* Task details: Write every record out again exactly as given.

* Given data:
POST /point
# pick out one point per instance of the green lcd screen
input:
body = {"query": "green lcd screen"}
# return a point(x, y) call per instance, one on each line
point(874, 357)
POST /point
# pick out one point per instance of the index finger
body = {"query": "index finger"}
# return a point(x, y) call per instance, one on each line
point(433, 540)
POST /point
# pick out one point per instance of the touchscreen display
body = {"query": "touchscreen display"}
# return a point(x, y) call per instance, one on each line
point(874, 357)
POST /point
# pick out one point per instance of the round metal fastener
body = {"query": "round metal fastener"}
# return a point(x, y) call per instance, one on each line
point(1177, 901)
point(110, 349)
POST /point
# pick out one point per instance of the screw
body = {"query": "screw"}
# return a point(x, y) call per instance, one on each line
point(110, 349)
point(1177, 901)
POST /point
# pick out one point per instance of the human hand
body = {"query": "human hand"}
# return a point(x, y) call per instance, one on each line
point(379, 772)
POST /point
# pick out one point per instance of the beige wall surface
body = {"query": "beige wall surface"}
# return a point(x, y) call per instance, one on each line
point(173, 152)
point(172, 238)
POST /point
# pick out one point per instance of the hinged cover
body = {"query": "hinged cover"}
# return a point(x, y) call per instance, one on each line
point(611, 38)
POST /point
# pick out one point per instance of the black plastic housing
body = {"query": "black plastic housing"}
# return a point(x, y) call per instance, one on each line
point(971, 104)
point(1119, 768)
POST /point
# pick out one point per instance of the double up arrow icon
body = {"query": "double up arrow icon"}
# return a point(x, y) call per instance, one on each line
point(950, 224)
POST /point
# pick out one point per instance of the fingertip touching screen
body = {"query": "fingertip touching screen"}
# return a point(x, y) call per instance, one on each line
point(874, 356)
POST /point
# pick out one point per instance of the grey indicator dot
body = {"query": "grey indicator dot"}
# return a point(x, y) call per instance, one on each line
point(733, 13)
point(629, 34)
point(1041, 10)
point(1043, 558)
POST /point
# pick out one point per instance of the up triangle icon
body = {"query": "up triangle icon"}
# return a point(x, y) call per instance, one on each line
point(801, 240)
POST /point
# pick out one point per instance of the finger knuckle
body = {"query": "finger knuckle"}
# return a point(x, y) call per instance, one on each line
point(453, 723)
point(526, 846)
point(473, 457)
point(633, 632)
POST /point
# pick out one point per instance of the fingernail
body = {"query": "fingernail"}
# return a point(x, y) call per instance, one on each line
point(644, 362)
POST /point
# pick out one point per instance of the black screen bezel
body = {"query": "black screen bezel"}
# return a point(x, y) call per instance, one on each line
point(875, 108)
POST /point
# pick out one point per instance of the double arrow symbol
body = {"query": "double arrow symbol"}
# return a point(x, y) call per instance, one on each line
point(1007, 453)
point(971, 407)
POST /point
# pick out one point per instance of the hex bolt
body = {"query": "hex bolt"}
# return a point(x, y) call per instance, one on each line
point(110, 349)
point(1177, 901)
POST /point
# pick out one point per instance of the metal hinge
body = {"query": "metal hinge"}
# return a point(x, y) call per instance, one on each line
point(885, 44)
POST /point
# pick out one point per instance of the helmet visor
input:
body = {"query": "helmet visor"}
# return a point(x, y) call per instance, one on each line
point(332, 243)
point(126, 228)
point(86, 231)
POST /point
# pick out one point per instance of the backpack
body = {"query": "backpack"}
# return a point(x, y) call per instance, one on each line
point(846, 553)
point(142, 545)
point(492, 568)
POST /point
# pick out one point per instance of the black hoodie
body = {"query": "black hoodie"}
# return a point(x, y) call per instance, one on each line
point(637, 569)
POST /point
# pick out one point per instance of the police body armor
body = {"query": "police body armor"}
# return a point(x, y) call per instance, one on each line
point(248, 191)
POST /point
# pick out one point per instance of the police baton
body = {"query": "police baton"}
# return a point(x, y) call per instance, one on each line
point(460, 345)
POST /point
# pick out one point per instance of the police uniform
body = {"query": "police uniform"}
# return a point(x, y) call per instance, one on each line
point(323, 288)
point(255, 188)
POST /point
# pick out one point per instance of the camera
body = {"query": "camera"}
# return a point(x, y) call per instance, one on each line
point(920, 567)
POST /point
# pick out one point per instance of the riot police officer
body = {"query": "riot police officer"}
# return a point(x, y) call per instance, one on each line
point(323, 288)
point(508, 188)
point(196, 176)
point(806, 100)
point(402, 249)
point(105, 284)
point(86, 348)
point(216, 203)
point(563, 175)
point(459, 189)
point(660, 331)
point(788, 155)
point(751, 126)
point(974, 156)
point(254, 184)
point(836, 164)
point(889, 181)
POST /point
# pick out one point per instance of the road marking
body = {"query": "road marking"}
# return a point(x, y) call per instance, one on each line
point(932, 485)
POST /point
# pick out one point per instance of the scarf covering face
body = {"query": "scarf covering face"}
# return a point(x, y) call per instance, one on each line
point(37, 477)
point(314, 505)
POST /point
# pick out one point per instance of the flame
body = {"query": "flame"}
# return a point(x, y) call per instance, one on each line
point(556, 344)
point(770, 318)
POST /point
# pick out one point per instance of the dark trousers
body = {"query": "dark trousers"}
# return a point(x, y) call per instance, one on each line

* Final result:
POST /point
# pick out one point per instance of the green lcd screen
input:
body = {"query": "green lcd screen"}
# return a point(x, y) call per instance, one on each line
point(874, 357)
POST /point
# pick out one point per instance of the index finger
body = {"query": "index finger"}
# return a point(x, y) call per instance, one on each line
point(433, 540)
POST /point
# pick out one point per instance of the touchscreen display
body = {"query": "touchscreen display"}
# return a point(x, y) call per instance, one on each line
point(874, 357)
POST /point
# pick out one point per instance of the round metal fastener
body = {"query": "round metal fastener"}
# return a point(x, y) call per instance, one on each line
point(1177, 901)
point(110, 349)
POST /point
# pick out one point per instance of the screw
body = {"query": "screw"}
# return a point(x, y) call per instance, one on each line
point(110, 349)
point(1177, 901)
POST /point
# pick out one point per instance of the human hand
body = {"query": "human hand"}
# return a point(x, y) call per instance, one on each line
point(379, 772)
POST /point
# pick out one point per instance of the beige wall surface
body = {"query": "beige wall surface"}
# return a point(x, y) call per instance, one on each line
point(173, 152)
point(172, 238)
POST /point
# pick out one point per instance of the hinged cover
body = {"query": "hinged cover"}
# return a point(x, y) call per instance, one on each line
point(611, 38)
POST /point
# pick out one point per instance of the black plastic housing
body = {"query": "black plastic housing"}
# return a point(x, y) call per instance, one on each line
point(971, 104)
point(1119, 768)
POST /point
# pick out one point per instance of the double up arrow icon
body = {"query": "double up arrow icon"}
# return a point(x, y) call per instance, one on each line
point(950, 224)
POST /point
# pick out one point per instance of the fingertip touching screen
body = {"query": "fingertip touching screen"}
# return a point(x, y) call per instance, one on each line
point(874, 356)
POST /point
# pick out one point per instance of the grey indicator dot
body = {"query": "grey indicator dot"}
# return a point(x, y) call per instance, one on each line
point(733, 13)
point(629, 34)
point(1041, 10)
point(1043, 558)
POST /point
# pick out one point per instance of the up triangle icon
body = {"query": "up triangle icon"}
# return a point(x, y) call per instance, one on each line
point(801, 240)
POST /point
# pick out one point per instance of the finger knuckle
body = {"query": "finger knuckle"}
# return a point(x, y) call per instance, one on each line
point(453, 723)
point(526, 846)
point(473, 457)
point(633, 632)
POST /point
# pick out one point per instance of the fingernail
body = {"query": "fingernail"}
# return a point(x, y) call per instance, one on each line
point(644, 362)
POST /point
# pick out one point per instance of the black screen bezel
body = {"query": "black screen bezel"}
# return a point(x, y) call per instance, one on each line
point(875, 108)
POST /point
# pick out one point per instance of the double arrow symbol
body = {"query": "double arrow symbol"}
# return a point(x, y) call per instance, one on each line
point(1007, 453)
point(971, 407)
POST /point
# pick out one point per instance of the hex bolt
body = {"query": "hex bolt"}
# return a point(x, y) call per instance, one on each line
point(110, 349)
point(1177, 901)
POST /point
# pick out one point per instance of the metal hinge
body = {"query": "metal hinge"}
# return a point(x, y) call per instance, one on each line
point(885, 44)
POST /point
# pick out one point per instance of the helmet visor
input:
body = {"query": "helmet visor"}
# return a point(x, y) call per instance, one on each line
point(332, 243)
point(126, 228)
point(86, 231)
POST /point
# pick out one point per instance of the backpack
body = {"query": "backpack"}
# return a point(x, y) call per instance, one on each line
point(846, 553)
point(142, 545)
point(492, 568)
POST /point
# pick out one point per instance of the black hoodie
body = {"query": "black hoodie"}
# return a point(x, y) call per instance, one on each line
point(637, 569)
POST /point
# pick out one point per instance of the police body armor
body = {"query": "police body armor"}
# return a point(x, y) call per instance, one on each line
point(248, 191)
POST /point
# pick out one point per instance of the police baton
body = {"query": "police baton"}
# return a point(x, y) call per instance, one on each line
point(460, 345)
POST /point
# pick out one point per instance of the police uniform
body = {"query": "police uniform"}
# return a point(x, y) call per instance, one on each line
point(323, 288)
point(255, 188)
POST /point
# pick out one point per instance of the camera
body = {"query": "camera"}
# return a point(x, y) call per instance, one on each line
point(920, 567)
POST /point
# pick out one point per instance of the riot police officer
body = {"query": "riot police officer"}
# return a point(x, y) call per instance, one on each line
point(323, 288)
point(508, 188)
point(196, 176)
point(806, 100)
point(402, 249)
point(105, 284)
point(86, 348)
point(216, 203)
point(563, 175)
point(459, 189)
point(660, 331)
point(788, 155)
point(751, 126)
point(974, 156)
point(254, 184)
point(836, 164)
point(889, 181)
POST /point
# pick out one point per instance of the road marking
body = {"query": "road marking"}
# return a point(x, y) call per instance, one on each line
point(932, 485)
POST /point
# pick out one point per instance of the scarf covering face
body = {"query": "scarf covering face"}
# return a point(x, y) call per instance, one on each line
point(37, 477)
point(314, 505)
POST /point
# pick out one point per instance of the flame
body = {"query": "flame"}
# return a point(x, y) call per instance, one on each line
point(556, 344)
point(770, 318)
POST /point
# pick out one point per instance of the dark trousers
body = {"query": "dark trousers"}
# return a point(x, y) call per instance, one on each line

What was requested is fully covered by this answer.